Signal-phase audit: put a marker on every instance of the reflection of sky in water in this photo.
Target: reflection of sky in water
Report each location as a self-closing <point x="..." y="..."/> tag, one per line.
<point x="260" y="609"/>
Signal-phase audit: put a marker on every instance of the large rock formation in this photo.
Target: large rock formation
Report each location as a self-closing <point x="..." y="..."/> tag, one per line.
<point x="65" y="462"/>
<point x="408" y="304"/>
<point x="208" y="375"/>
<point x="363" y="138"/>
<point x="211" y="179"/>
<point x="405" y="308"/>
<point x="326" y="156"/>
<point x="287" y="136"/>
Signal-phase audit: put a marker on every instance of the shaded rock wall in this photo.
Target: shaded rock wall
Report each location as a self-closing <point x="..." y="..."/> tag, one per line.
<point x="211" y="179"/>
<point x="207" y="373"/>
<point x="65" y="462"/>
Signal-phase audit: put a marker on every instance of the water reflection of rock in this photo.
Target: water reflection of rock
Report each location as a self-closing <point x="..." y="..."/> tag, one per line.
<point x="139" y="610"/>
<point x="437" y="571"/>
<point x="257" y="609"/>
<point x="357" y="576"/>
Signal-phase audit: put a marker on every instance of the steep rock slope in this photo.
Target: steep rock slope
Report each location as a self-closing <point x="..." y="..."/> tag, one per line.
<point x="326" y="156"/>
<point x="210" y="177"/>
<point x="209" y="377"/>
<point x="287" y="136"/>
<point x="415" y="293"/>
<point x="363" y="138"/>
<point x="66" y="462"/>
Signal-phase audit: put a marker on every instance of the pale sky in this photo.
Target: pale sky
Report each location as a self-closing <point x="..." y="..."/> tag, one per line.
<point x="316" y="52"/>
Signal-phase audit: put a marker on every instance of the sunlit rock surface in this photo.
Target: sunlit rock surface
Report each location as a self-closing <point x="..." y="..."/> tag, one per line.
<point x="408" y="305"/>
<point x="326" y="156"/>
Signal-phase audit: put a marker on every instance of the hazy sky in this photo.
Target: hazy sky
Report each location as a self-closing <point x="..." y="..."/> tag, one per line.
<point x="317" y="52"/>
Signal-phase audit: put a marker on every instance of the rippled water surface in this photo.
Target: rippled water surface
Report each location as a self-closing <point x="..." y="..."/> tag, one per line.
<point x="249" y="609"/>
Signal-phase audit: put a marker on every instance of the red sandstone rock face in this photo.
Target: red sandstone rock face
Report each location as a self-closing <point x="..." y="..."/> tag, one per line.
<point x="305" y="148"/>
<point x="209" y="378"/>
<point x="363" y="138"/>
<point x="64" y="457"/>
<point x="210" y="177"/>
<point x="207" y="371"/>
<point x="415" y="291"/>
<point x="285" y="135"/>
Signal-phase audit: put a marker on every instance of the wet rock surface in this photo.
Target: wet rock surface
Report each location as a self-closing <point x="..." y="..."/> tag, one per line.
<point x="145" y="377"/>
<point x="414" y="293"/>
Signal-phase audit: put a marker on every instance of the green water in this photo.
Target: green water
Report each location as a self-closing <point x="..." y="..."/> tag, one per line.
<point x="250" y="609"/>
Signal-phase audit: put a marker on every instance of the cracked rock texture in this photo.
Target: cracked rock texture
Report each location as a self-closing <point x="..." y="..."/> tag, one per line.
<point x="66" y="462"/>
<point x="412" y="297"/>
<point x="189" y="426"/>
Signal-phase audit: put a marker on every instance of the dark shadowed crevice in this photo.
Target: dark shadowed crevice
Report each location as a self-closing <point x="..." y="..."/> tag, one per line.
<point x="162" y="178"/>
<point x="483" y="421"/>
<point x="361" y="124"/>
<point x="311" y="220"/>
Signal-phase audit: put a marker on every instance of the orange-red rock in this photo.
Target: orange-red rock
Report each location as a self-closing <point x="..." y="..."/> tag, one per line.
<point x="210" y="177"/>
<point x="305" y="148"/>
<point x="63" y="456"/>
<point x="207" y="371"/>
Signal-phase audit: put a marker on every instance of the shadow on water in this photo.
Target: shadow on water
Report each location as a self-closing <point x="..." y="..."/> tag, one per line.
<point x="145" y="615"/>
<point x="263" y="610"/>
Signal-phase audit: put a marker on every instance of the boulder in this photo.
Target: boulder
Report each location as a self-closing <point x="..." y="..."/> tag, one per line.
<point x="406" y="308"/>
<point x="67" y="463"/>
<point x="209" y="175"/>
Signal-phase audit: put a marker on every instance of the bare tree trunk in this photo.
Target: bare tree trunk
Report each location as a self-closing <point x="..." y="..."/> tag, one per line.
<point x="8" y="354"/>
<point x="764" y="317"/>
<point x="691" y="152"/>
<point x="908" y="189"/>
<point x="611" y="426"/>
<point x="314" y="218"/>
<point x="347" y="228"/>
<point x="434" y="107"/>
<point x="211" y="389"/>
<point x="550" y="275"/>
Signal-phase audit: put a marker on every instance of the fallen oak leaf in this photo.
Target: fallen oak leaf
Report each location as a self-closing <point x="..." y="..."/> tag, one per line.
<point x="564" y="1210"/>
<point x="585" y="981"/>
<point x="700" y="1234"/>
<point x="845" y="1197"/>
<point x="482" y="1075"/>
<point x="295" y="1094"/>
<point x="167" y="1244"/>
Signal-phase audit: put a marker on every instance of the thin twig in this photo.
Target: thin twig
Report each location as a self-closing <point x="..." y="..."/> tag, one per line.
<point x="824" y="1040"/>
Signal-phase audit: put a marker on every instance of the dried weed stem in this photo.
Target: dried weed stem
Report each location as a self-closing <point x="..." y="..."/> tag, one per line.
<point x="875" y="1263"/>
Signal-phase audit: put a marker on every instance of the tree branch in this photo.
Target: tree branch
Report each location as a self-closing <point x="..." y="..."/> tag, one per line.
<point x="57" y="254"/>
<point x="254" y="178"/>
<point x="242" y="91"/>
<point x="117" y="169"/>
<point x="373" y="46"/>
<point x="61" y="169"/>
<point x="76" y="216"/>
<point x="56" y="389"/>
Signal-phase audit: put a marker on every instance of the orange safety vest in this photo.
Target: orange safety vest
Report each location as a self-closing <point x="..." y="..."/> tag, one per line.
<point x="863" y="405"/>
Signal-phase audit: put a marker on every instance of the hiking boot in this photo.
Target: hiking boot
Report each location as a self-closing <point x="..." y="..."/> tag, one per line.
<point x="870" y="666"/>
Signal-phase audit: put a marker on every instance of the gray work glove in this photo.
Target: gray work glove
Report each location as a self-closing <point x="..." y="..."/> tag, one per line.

**Aim of the exercise:** Please type the entries above out again exactly.

**Answer to this task:**
Signal-phase audit: put a marker on every instance of the reflection of sky in water in this photo.
Target: reflection of sky in water
Report each location as a self-closing <point x="..." y="..."/> tag, one per line.
<point x="260" y="609"/>
Signal-phase audit: put a marker on every instance of the large rock formation in this photo.
Target: large rock formation
Report each location as a self-closing <point x="..." y="..."/> tag, one per line.
<point x="65" y="462"/>
<point x="408" y="304"/>
<point x="208" y="375"/>
<point x="363" y="138"/>
<point x="211" y="179"/>
<point x="405" y="308"/>
<point x="326" y="156"/>
<point x="287" y="136"/>
Signal-phase audit: put a marker on every instance of the shaded rock wall in this photo.
Target: shaded rock wall
Report each location as a self-closing <point x="..." y="..."/> tag, one per line.
<point x="211" y="179"/>
<point x="207" y="373"/>
<point x="65" y="462"/>
Signal-phase audit: put a marker on every instance of the water reflection of rock in this photo.
Target: water reflection of rock
Report each location as a self-closing <point x="..." y="..."/> tag, one per line.
<point x="139" y="610"/>
<point x="437" y="571"/>
<point x="257" y="609"/>
<point x="357" y="576"/>
Signal-phase audit: put a marker on every instance of the steep rock slope in this photo.
Target: steep rock slope
Report each location as a self-closing <point x="..." y="..."/> tag, one per line.
<point x="326" y="156"/>
<point x="210" y="177"/>
<point x="209" y="377"/>
<point x="287" y="136"/>
<point x="415" y="293"/>
<point x="363" y="138"/>
<point x="66" y="462"/>
Signal-phase audit: put a marker on every instance of the pale sky in this photo.
Target: pale sky
Report each location as a self-closing <point x="..." y="..."/> tag, one per line.
<point x="316" y="52"/>
Signal-phase audit: put a marker on every instance of the sunlit rock surface in this photo.
Target: sunlit rock surface
Report each location as a self-closing <point x="..." y="..."/> tag, one per line.
<point x="408" y="305"/>
<point x="326" y="156"/>
Signal-phase audit: put a marker on every instance of the hazy sky in this photo.
Target: hazy sky
Report each location as a self-closing <point x="..." y="..."/> tag, one per line.
<point x="317" y="52"/>
Signal-phase audit: put a marker on every instance of the rippled water surface in this photo.
Target: rippled water surface
Report each location as a self-closing <point x="..." y="..."/> tag, one per line.
<point x="249" y="609"/>
Signal-phase audit: put a marker on every instance of the red sandstone rock face in this photo.
Target: red sandstone rock face
Report each location as a self-closing <point x="..." y="..."/> tag, one per line.
<point x="305" y="148"/>
<point x="209" y="378"/>
<point x="363" y="138"/>
<point x="64" y="457"/>
<point x="210" y="177"/>
<point x="207" y="371"/>
<point x="415" y="291"/>
<point x="285" y="135"/>
Signal-phase audit: put a marker on every instance of the wet rock surface in this photo.
Target: wet rock surface
Report each location as a self-closing <point x="..." y="..."/> tag, one per line.
<point x="145" y="377"/>
<point x="414" y="293"/>
Signal-phase audit: put a marker on every instance of the green water in this photo.
Target: green water
Report each location as a self-closing <point x="..." y="..."/> tag, one per line.
<point x="250" y="609"/>
Signal-phase audit: put a marker on every instance of the cracked rock texture in this photo.
Target: cracked rock texture
Report each location as a self-closing <point x="..." y="..."/> tag, one per line.
<point x="66" y="462"/>
<point x="412" y="297"/>
<point x="189" y="426"/>
Signal-phase audit: put a marker on every instance of the dark shadowed crevice in this photo.
Target: dark shadowed crevice
Report each location as a self-closing <point x="..." y="..."/> tag, one per line.
<point x="162" y="178"/>
<point x="483" y="421"/>
<point x="361" y="124"/>
<point x="311" y="220"/>
Signal-phase audit: put a marker on every instance of the orange-red rock in this photo.
Target: orange-red rock
Report each location as a self-closing <point x="..." y="..."/> tag, one per line.
<point x="210" y="177"/>
<point x="305" y="148"/>
<point x="63" y="456"/>
<point x="207" y="371"/>
Signal-phase audit: put a marker on every instance of the shadow on water in this photo.
Target: shadow on water
Report each location as a self-closing <point x="..." y="..."/> tag, one per line.
<point x="145" y="615"/>
<point x="263" y="610"/>
Signal-phase audit: put a marker on every instance of the boulder in this photo.
Target: boulder
Report each location as a self-closing <point x="..." y="..."/> tag, one per line.
<point x="406" y="308"/>
<point x="67" y="463"/>
<point x="209" y="175"/>
Signal-phase audit: put a marker on every instance of the bare tree trunk in this photo.
Target: bare tree trunk
Report each location as a self-closing <point x="..." y="..."/> tag, one per line.
<point x="8" y="354"/>
<point x="764" y="317"/>
<point x="691" y="152"/>
<point x="908" y="189"/>
<point x="611" y="426"/>
<point x="314" y="218"/>
<point x="347" y="228"/>
<point x="434" y="107"/>
<point x="211" y="389"/>
<point x="550" y="275"/>
Signal-phase audit: put a marker on every instance of the fallen oak leaf in this photo.
Target: fallen oak leaf
Report each location as a self-closing <point x="..." y="..."/> tag, one per line.
<point x="564" y="1210"/>
<point x="585" y="981"/>
<point x="700" y="1234"/>
<point x="845" y="1197"/>
<point x="482" y="1075"/>
<point x="295" y="1094"/>
<point x="167" y="1244"/>
Signal-phase audit: put a marker on every instance of the thin twig in this photo.
Target: thin twig
Report each location as a self-closing <point x="..." y="..."/> tag, one per line.
<point x="824" y="1040"/>
Signal-phase audit: put a marker on every instance of the dried weed stem in this photo.
Target: dried weed stem
Report each location as a self-closing <point x="..." y="..."/> tag, one per line.
<point x="875" y="1263"/>
Signal-phase audit: put a marker on every instance of the tree branch in this photo.
Target: tree branch
Report each location as a self-closing <point x="..." y="..."/> tag, one per line.
<point x="57" y="254"/>
<point x="254" y="178"/>
<point x="242" y="91"/>
<point x="117" y="169"/>
<point x="373" y="46"/>
<point x="61" y="169"/>
<point x="76" y="216"/>
<point x="56" y="389"/>
Signal-phase audit: put a marker on every instance of the orange safety vest in this photo.
Target: orange safety vest
Report each location as a self-closing <point x="..." y="..."/> tag, one per line.
<point x="863" y="405"/>
Signal-phase audit: put a marker on every instance of the hiking boot in this photo.
Target: hiking boot
Report each location as a self-closing <point x="..." y="..."/> tag, one per line.
<point x="870" y="666"/>
Signal-phase audit: put a marker on every instance of the gray work glove in this photo.
Target: gray work glove
Report each location as a self-closing <point x="..." y="..."/> tag, one per line.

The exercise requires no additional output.